**PASSAGE PROVIDED:**
Moreover, intuitively we wouldn’t expect there to be any other edges in the above graph. Sneezing and fever, though correlated - each is more likely if Alice has flu - are not direct causes of each other. That is,

$P(sneezing \ | \ fever ) \neq P(sneezing) \ \text{ but } \ P(sneezing \ | \ fever, \ flu ) = P(sneezing \ | \ flu).$

*Bayesian networks*

Let $G$ be a *directed acyclic graph* or *DAG* $G$. (Here a directed
graph is a presheaf on
($\bullet \rightrightarrows \bullet$)).

The set $Pa(Y)$ of *parents* of a node $Y$ of $G$ contains those nodes
$X$ of $G$ such that there is a directed edge $X \to Y$.

So, in the example above $Pa(flu) = \emptyset$ while $Pa(fever) = Pa(sneezing) = \{ flu \}$.

**RECORD EXTRACTS:**
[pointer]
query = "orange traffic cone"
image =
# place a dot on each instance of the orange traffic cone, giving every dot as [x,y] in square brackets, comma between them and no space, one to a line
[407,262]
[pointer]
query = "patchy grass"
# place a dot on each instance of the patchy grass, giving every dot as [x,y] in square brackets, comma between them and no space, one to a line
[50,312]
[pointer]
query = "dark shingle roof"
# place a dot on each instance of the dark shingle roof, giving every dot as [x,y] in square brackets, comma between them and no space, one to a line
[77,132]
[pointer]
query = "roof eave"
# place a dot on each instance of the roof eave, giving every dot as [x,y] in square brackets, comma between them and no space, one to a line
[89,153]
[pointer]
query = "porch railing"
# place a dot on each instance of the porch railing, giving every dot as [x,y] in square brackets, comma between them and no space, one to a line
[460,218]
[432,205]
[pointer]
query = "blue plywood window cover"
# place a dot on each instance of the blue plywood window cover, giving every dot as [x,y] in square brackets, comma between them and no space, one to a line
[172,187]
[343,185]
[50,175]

**WORK TO DO:** In the Bayesian networks text, reproduce the stretch from "Let $G$ be a" through "edge $X \to Y$.", swapping "presheaf" for "functor". The records come from a different source than the Bayesian networks text.

**TASK RESULT:**
Let $G$ be a *directed acyclic graph* or *DAG* $G$. (Here a directed
graph is a functor on
($\bullet \rightrightarrows \bullet$)).

The set $Pa(Y)$ of *parents* of a node $Y$ of $G$ contains those nodes
$X$ of $G$ such that there is a directed edge $X \to Y$.